- Exercise text:
Myth 2: Coffee is addictive
Many coffee drinkers believe that if they give it up for a few days, they’ll go through withdrawal symptoms. Caffeine is a drug and can be habit-forming. If you’re drinking one to two cups per day, there’s no evidence that you’ll have withdrawal symptoms when you stop. The average person notices an effect from the caffeine in about 20 minutes after consuming it and feels the peak effect about 60 minutes after that. That’s the time you usually feel the need to have your second cup of coffee.
Myth 3: Coffee should be hidden in milk or sweetener
To discourage someone from drinking coffee, people often hide the coffee in milk or add sweetener. That is a huge mistake! Coffee is meant to be enjoyed as black as possible, preferably with one of those java spoons. If you’re going to have milk in your latte, introduce it gradually, stirring until it starts to come together in a smooth creaminess.
Myth: You Need Expensive Equipment to Make Good Coffee
If there is one myth I wish would disappear, it is that you need super expensive equipment to make a good cup of coffee. You don’t need a large, expensive coffee machine that takes up a lot of counter space. The coffee beans are more important than the machinery. All you need is a French press or a simple plunger. The higher the quality of the coffee, the less important the coffee machine becomes.
Instant Coffee is Bad and Other Myths
Myth 1: People with heart troubles should drink decaf coffee
Coffee does not cause any irregular heartbeats. Coffee increases the heart rate, but you can consume it if your physician gives his approval. Coffee will not have any harmful effects on your heart.
Myth 2: Instant coffee is bad
Instant coffee might seem like it pales in taste compared to regular coffee. However, instant coffee has far more antioxidants than regular coffee.
Myth 3: The more coffee you drink, the more you’ll need
This is not true because it is not as addictive as people think. You know when to stop and it doesn’t create any problems.
Myth: Coffee Dehydrates You
There’s a lot of myths about coffee that I wish would disappear. For example, there is a myth that coffee dehydrates you. Black coffee is 95% water and can meet the body’s needs for fluids.
Another myth is that coffee stunts your growth. That’s untrue. There is generally no harm in children drinking coffee from time to time.

- Source material:
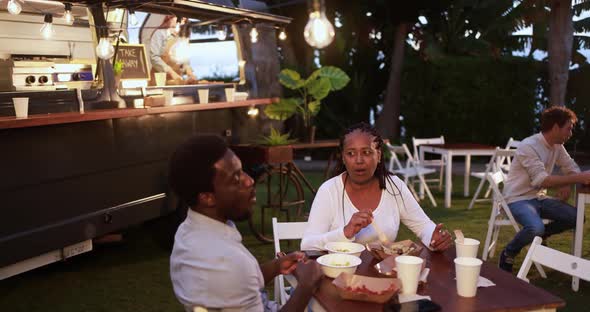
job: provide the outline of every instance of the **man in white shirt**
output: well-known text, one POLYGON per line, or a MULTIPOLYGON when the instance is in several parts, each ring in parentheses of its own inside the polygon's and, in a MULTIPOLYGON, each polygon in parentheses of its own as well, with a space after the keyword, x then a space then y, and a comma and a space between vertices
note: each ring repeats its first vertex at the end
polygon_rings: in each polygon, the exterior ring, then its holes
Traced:
POLYGON ((590 172, 581 173, 563 146, 576 121, 576 114, 565 107, 548 108, 541 114, 541 133, 523 140, 516 150, 504 196, 522 229, 500 254, 499 266, 505 271, 512 272, 514 257, 535 236, 546 239, 576 225, 576 208, 566 202, 571 185, 590 183, 590 172), (555 165, 563 175, 553 175, 555 165), (548 197, 547 188, 556 188, 558 198, 548 197), (552 222, 545 225, 543 219, 552 222))
POLYGON ((170 160, 170 185, 189 207, 170 256, 174 293, 192 312, 276 311, 264 285, 278 274, 308 276, 281 311, 303 311, 322 276, 315 261, 295 252, 258 265, 242 245, 233 221, 248 219, 256 202, 254 181, 239 158, 217 136, 197 136, 182 144, 170 160), (232 221, 233 220, 233 221, 232 221))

- Exercise set:
[A] Return the coffee myths text from "Instant Coffee is Bad and" to "than regular coffee.".
[B] Condense the paragraph of the coffee myths text beginning "If there is one myth I wish would disappear" into a short list that keeps its main facts.
[C] Answer these from the coffee myths text:
(i) What percentage of black coffee is water?
(ii) About how many minutes after consuming caffeine does the average person notice an effect?
(iii) What does instant coffee have far more of than regular coffee?
The rows aren't needed here.

- Results:
[A]
Instant Coffee is Bad and Other Myths
Myth 1: People with heart troubles should drink decaf coffee
Coffee does not cause any irregular heartbeats. Coffee increases the heart rate, but you can consume it if your physician gives his approval. Coffee will not have any harmful effects on your heart.
Myth 2: Instant coffee is bad
Instant coffee might seem like it pales in taste compared to regular coffee. However, instant coffee has far more antioxidants than regular coffee.

[B]
- Good coffee doesn't require expensive equipment or a large machine that takes up counter space.
- The beans matter more than the machinery.
- A French press or a simple plunger is all you need.
- The higher the coffee's quality, the less the machine matters.

[C]
(i) 95%
(ii) About 20 minutes
(iii) Antioxidants